◆ Exercise objective
What you give back must match the records below exactly.

◆ Entries shown
┌──

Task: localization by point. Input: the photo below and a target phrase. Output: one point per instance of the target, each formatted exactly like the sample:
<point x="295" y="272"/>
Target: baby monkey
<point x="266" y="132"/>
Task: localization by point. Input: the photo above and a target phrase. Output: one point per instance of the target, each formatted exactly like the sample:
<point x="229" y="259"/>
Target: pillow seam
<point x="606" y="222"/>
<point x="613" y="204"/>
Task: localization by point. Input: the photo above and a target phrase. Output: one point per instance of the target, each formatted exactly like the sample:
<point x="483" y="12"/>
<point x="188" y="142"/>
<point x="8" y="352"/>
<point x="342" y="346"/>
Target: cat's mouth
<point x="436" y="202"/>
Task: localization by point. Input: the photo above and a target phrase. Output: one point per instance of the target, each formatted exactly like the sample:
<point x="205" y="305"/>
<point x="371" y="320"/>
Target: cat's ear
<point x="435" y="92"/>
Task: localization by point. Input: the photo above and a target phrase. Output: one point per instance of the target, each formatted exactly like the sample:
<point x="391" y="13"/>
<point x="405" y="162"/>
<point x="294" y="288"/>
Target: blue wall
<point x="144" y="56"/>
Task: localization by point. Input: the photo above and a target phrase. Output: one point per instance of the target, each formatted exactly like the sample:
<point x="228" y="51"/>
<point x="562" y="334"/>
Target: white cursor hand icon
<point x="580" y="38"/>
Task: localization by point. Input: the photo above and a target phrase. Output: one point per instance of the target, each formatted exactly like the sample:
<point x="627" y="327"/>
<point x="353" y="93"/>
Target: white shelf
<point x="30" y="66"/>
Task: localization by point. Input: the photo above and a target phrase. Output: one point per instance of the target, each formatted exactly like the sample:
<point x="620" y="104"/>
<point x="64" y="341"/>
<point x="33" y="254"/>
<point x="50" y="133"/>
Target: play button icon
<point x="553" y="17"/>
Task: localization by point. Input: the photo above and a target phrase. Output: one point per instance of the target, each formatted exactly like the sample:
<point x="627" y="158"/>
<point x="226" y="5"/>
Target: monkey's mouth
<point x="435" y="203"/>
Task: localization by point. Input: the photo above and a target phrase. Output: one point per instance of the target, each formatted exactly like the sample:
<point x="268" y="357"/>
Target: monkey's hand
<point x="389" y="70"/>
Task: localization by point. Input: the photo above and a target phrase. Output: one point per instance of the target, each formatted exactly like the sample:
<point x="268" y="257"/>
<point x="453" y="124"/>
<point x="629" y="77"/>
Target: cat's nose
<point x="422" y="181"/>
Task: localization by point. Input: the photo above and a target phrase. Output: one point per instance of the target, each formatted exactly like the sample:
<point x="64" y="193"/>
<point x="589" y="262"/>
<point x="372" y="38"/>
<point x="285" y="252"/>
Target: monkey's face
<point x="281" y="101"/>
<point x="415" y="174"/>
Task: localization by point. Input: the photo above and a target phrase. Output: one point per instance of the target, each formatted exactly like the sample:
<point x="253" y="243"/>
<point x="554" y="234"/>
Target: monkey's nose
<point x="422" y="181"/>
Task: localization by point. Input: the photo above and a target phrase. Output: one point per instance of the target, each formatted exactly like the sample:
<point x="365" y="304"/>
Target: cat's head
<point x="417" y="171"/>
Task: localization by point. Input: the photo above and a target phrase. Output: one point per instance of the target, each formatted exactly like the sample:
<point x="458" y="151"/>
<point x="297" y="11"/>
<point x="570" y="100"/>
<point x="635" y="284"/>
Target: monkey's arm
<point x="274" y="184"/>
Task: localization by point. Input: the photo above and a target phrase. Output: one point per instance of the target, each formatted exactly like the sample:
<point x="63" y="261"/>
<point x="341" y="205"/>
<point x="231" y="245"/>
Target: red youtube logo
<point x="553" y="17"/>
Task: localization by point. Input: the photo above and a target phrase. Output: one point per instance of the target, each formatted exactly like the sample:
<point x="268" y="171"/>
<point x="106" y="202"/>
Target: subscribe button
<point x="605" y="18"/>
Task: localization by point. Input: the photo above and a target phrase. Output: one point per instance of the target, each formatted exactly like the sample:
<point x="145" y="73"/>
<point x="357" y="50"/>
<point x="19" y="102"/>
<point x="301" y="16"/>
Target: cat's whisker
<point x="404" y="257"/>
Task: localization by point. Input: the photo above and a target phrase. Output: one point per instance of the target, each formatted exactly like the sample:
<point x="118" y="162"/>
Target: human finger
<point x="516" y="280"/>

└──

◆ Solution for this task
Task: localization by point. Input: the photo below and a target phrase. Output: one point per instance of the target, each formatted exactly like the sample:
<point x="295" y="272"/>
Target: baby monkey
<point x="266" y="132"/>
Task: localization by point. Input: the photo above and a target phrase. Output: one point per instance of the target, each formatted exactly like the sample:
<point x="229" y="259"/>
Target: pillow seam
<point x="606" y="222"/>
<point x="613" y="204"/>
Task: localization by point. Input: the photo above and a target phrase. Output: one point per instance of the target, each formatted exactly like the sample:
<point x="483" y="12"/>
<point x="188" y="142"/>
<point x="8" y="352"/>
<point x="342" y="346"/>
Target: cat's mouth
<point x="436" y="202"/>
Task: localization by point. Input: the photo above and a target phrase. Output: one point per instance of the target, each formatted exactly like the sample:
<point x="205" y="305"/>
<point x="371" y="320"/>
Target: cat's ear
<point x="435" y="92"/>
Task: localization by point. Input: the photo above and a target phrase. Output: one point per instance of the target, each formatted exactly like the sample:
<point x="391" y="13"/>
<point x="405" y="162"/>
<point x="294" y="288"/>
Target: blue wall
<point x="144" y="56"/>
Task: localization by point. Input: the photo above and a target phrase. Output: one point per instance of the target, each formatted exactly like the sample:
<point x="228" y="51"/>
<point x="562" y="334"/>
Target: white cursor hand icon
<point x="580" y="38"/>
Task: localization by point. Input: the photo above and a target phrase. Output: one point per instance of the target, each formatted exactly like the sample:
<point x="627" y="327"/>
<point x="353" y="93"/>
Target: white shelf
<point x="30" y="66"/>
Task: localization by point. Input: the photo above and a target phrase. Output: one point per instance of the target, each formatted exactly like the sample:
<point x="620" y="104"/>
<point x="64" y="341"/>
<point x="33" y="254"/>
<point x="50" y="133"/>
Target: play button icon
<point x="553" y="17"/>
Task: localization by point. Input: the photo above and a target phrase. Output: one point per instance of the target, each formatted exactly like the sample:
<point x="627" y="158"/>
<point x="226" y="5"/>
Target: monkey's mouth
<point x="435" y="203"/>
Task: localization by point. Input: the photo above and a target phrase. Output: one point per instance of the target, each formatted exactly like the sample:
<point x="268" y="357"/>
Target: monkey's hand
<point x="389" y="70"/>
Task: localization by point. Input: the photo above and a target phrase. Output: one point per instance of the target, each formatted exactly like the sample:
<point x="268" y="257"/>
<point x="453" y="124"/>
<point x="629" y="77"/>
Target: cat's nose
<point x="422" y="181"/>
Task: localization by point. Input: the photo above and a target phrase. Output: one point per instance of the target, each formatted exactly like the sample:
<point x="64" y="193"/>
<point x="589" y="262"/>
<point x="372" y="38"/>
<point x="285" y="252"/>
Target: monkey's face
<point x="281" y="101"/>
<point x="415" y="174"/>
Task: localization by point. Input: the photo above and a target phrase. Output: one point per instance of the target, each formatted exactly like the sample:
<point x="253" y="243"/>
<point x="554" y="234"/>
Target: monkey's nose
<point x="422" y="181"/>
Task: localization by point. Input: the photo above and a target phrase. Output: one point per instance of the target, each formatted exactly like the sample:
<point x="365" y="304"/>
Target: cat's head
<point x="417" y="171"/>
Task: localization by point. Input: the photo above and a target phrase. Output: one point per instance of the target, each formatted exactly like the sample:
<point x="458" y="151"/>
<point x="297" y="11"/>
<point x="570" y="100"/>
<point x="635" y="284"/>
Target: monkey's arm
<point x="274" y="184"/>
Task: localization by point. Input: the photo above and a target phrase. Output: one point per instance of the target, each formatted exactly like the sample:
<point x="63" y="261"/>
<point x="341" y="205"/>
<point x="231" y="245"/>
Target: red youtube logo
<point x="553" y="17"/>
Task: localization by point. Input: the photo above and a target phrase. Output: one point per instance of the target, each formatted exactly like the sample:
<point x="268" y="171"/>
<point x="106" y="202"/>
Target: subscribe button
<point x="605" y="18"/>
Task: localization by point. Input: the photo above and a target phrase. Output: one point per instance of the target, each formatted exactly like the sample:
<point x="145" y="73"/>
<point x="357" y="50"/>
<point x="19" y="102"/>
<point x="301" y="16"/>
Target: cat's whisker
<point x="404" y="257"/>
Task: localization by point. Input: the photo above and a target phrase. Output: one point per instance of the target, each formatted exactly like the sample:
<point x="118" y="162"/>
Target: human finger
<point x="516" y="280"/>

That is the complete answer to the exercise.